[WORK TO COMPLETE]
Copy out the post on sign extension, everything from "In x86_64 assembly" down to "perform this operation.", but swap "Doubleword" for "Dword".

[EXTRACT PROVIDED]
·····

I asked Gemini to draw two giraffes, one with a 32-bit neck, and one with a 64-bit neck. This is what I got - truly we live in wonderful times.
I’ve been writing a library of integer math routines for RISC-V processors which lack instructions for things like multiplication and division. I thought I’d share a neat trick for sign extending 32-bit values to 64-bit values using the minimal instruction set.
I won’t go into the details of two’s complement integer representation here, I assume the reader is familiar. If you aren’t there’s a Wikipedia page I’m sure, or you could ask Claude to explain it to you. Suffice to say in two’s complement, the leftmost bit of a number is the “sign bit” and if the number is negative (sign bit is 1), all the leading bits of the number are 1’s rather than zeroes. So a 4-bit positive 1 is 0001b, and a 4-bit negative 1 is 1111b.
So, if you perform, say, a 32-bit by 32-bit multiply and provide a 32-bit result, but then store it in a 64-bit register, you need to somehow “fill in all the ones” in the top bits of that 64-bit register if the 32-bit value’s leftmost bit is a 1.
In x86_64 assembly language, you have a multiplicity of ways to extend the sign of a number. Of course one of them is a variant of the MOV
instruction, MOVSX
(Move with Sign-Extension) and MOVSXD
(Move with Sign-Extension Doubleword). This is unsurprising as the x86_64 MOV
instruction is known to be Turing complete.
There are a variety of other x86_64 instructions to do variants of this operation - CBW
(Convert Byte to Word), CWDE
(Convert Byte to Doubleword Extended), CDQE
(Convert Doubleword to Quadword Extended), CLTQ
(Convert Long to Quad), CWD
(Convert Word to Double), CDQ
(Convert Double to Quad), CQO
(Convert Quad to Octo).
But in RISC-V, in keeping with the RISC philosophy, there are exactly zero instructions to perform this operation.
So here’s the RISC-V idiom to perform this operation:
slli t0, t0, 32 # sign extend 32->64
srai t0, t0, 32
You perform a logical left shift of the 32-bit quantity in the 64 bit register by 32 bits. This inserts zeroes in the low-order 32-bits. If your register contained:
0x00000000FFFFAAAA
before the shift, afterwards it would contain 0xFFFFAAAA00000000
. A “logical” shift left inserts zeroes on the right. The next instruction is a shift right “arithmetic” by 32-bits. An “arithmetic” shift right inserts zeroes on the left if the high bit is zero, or ones if the high bit is a one. So in this case it would result in 0xFFFFFFFFFFFFAAAA
.
It’s a very handy idiom. I’m enjoying not having so many instructions to learn, but one drawback is I don’t get to deal with instructions that refer to octowords.

·····

[RECORDS PROVIDED]
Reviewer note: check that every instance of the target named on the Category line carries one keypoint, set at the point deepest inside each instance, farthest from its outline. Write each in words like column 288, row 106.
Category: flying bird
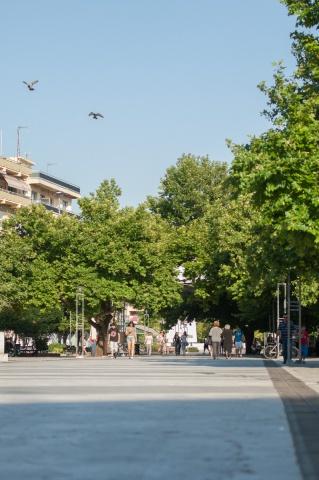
column 30, row 85
column 95, row 115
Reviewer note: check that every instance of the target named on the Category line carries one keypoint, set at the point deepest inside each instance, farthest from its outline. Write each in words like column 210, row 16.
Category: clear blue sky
column 169, row 76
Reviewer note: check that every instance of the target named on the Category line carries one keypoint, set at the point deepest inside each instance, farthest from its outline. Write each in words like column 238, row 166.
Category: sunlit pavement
column 179, row 418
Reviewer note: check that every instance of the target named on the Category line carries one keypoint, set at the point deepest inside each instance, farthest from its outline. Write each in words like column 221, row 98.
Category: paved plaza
column 147, row 418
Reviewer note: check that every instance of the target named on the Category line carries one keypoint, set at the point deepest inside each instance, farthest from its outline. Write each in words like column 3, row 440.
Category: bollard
column 3, row 356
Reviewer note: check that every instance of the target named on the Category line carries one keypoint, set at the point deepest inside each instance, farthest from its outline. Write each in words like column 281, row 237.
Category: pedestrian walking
column 215, row 334
column 113, row 338
column 92, row 343
column 162, row 343
column 149, row 343
column 184, row 343
column 227, row 337
column 238, row 338
column 131, row 338
column 283, row 336
column 304, row 344
column 206, row 345
column 177, row 343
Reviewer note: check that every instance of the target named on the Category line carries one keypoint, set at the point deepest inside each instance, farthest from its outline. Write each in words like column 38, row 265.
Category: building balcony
column 54, row 184
column 15, row 167
column 14, row 200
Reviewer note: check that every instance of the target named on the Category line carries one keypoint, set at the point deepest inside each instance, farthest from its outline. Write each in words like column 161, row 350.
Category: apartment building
column 21, row 186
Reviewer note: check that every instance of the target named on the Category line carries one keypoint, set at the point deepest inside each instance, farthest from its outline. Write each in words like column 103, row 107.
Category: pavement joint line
column 301, row 405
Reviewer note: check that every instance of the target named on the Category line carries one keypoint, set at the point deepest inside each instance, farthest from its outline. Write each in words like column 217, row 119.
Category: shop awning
column 17, row 183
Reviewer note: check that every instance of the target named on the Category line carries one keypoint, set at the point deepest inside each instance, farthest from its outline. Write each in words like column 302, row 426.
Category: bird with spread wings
column 95, row 115
column 30, row 85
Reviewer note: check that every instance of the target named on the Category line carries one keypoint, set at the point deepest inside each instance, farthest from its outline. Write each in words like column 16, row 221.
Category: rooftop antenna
column 18, row 141
column 49, row 165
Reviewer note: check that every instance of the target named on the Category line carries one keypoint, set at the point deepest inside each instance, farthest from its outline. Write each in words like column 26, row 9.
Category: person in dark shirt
column 113, row 338
column 283, row 333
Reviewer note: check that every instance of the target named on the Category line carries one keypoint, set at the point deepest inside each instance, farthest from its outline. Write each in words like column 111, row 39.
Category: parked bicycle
column 271, row 351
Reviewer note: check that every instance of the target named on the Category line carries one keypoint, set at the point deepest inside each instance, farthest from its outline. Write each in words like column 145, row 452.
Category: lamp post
column 59, row 197
column 79, row 321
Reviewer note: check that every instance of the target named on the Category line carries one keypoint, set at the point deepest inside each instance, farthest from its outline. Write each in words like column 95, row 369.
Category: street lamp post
column 59, row 197
column 79, row 320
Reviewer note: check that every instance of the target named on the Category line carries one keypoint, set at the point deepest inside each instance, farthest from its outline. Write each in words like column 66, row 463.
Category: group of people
column 218, row 339
column 224, row 339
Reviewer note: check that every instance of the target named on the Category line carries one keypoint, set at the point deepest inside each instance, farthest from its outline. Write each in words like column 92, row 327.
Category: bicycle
column 271, row 351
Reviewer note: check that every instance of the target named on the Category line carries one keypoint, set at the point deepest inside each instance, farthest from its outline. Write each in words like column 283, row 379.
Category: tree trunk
column 102, row 321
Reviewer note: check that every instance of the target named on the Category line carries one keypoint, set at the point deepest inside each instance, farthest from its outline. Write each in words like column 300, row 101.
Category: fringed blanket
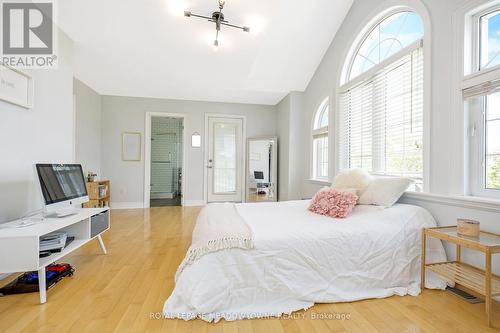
column 218, row 227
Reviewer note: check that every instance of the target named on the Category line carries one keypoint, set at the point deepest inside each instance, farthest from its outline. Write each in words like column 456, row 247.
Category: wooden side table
column 477, row 280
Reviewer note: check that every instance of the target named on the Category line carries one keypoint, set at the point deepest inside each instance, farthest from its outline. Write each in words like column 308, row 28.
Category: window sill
column 320, row 182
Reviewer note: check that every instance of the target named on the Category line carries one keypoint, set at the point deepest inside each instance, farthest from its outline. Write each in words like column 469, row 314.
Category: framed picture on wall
column 16, row 87
column 131, row 146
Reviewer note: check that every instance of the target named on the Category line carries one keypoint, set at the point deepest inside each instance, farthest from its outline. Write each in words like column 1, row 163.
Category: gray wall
column 87, row 127
column 44, row 133
column 127, row 114
column 291, row 146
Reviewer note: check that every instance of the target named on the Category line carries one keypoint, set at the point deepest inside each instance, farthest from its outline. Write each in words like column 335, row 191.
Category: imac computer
column 63, row 188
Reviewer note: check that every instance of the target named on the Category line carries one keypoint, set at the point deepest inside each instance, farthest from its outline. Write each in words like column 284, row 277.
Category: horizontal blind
column 482, row 89
column 382, row 120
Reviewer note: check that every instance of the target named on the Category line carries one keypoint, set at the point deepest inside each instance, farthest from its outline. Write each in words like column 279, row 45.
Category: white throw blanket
column 219, row 227
column 300, row 258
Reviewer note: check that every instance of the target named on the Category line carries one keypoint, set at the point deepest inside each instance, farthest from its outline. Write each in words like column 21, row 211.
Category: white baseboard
column 127, row 205
column 192, row 203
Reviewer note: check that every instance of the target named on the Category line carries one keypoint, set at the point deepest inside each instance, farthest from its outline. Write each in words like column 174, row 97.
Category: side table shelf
column 482, row 282
column 467, row 276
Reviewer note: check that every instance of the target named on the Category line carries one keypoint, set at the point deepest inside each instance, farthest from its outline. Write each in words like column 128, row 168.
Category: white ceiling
column 146, row 48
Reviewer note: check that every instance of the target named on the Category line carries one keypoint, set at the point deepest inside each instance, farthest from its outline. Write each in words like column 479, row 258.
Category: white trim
column 194, row 203
column 75, row 131
column 243, row 145
column 147, row 154
column 128, row 205
column 382, row 11
column 491, row 205
column 466, row 74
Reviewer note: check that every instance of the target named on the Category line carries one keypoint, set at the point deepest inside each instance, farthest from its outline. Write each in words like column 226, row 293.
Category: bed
column 299, row 258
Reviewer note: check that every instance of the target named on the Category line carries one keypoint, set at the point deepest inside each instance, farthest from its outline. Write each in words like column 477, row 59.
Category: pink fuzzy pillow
column 333, row 203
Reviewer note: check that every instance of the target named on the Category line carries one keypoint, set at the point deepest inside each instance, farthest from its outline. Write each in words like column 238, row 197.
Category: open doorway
column 165, row 161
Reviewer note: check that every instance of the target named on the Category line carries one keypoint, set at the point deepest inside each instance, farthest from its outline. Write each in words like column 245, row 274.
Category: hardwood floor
column 124, row 291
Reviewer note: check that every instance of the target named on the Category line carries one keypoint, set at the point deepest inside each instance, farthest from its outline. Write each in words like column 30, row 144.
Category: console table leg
column 487, row 280
column 422, row 277
column 42, row 287
column 101, row 243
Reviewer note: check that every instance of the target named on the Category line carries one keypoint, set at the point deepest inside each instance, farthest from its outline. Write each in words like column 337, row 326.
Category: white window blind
column 382, row 120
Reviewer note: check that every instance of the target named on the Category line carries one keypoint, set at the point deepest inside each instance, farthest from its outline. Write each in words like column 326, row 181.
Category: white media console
column 19, row 247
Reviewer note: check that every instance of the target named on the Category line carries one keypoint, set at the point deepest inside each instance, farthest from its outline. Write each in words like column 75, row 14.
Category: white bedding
column 301, row 258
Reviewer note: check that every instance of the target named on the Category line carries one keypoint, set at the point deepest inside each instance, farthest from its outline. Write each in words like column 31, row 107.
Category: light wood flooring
column 125, row 290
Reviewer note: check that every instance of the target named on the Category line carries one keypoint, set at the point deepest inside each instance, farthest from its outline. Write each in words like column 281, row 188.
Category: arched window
column 382, row 99
column 320, row 142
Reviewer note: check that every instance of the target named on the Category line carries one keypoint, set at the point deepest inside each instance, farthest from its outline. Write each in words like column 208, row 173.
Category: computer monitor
column 63, row 187
column 258, row 175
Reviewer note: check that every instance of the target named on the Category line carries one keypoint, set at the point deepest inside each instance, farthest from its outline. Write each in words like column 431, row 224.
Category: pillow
column 333, row 203
column 384, row 191
column 350, row 190
column 352, row 179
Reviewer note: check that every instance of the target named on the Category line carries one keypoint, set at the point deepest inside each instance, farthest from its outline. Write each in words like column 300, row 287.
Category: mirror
column 262, row 171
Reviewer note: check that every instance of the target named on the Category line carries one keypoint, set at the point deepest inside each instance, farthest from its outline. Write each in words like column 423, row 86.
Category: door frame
column 243, row 155
column 147, row 154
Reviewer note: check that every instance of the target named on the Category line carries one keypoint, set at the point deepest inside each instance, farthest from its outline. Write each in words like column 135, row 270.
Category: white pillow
column 384, row 191
column 349, row 190
column 352, row 179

·····

[RESPONSE TO THIS TASK]
In x86_64 assembly language, you have a multiplicity of ways to extend the sign of a number. Of course one of them is a variant of the MOV
instruction, MOVSX
(Move with Sign-Extension) and MOVSXD
(Move with Sign-Extension Dword). This is unsurprising as the x86_64 MOV
instruction is known to be Turing complete.
There are a variety of other x86_64 instructions to do variants of this operation - CBW
(Convert Byte to Word), CWDE
(Convert Byte to Dword Extended), CDQE
(Convert Dword to Quadword Extended), CLTQ
(Convert Long to Quad), CWD
(Convert Word to Double), CDQ
(Convert Double to Quad), CQO
(Convert Quad to Octo).
But in RISC-V, in keeping with the RISC philosophy, there are exactly zero instructions to perform this operation.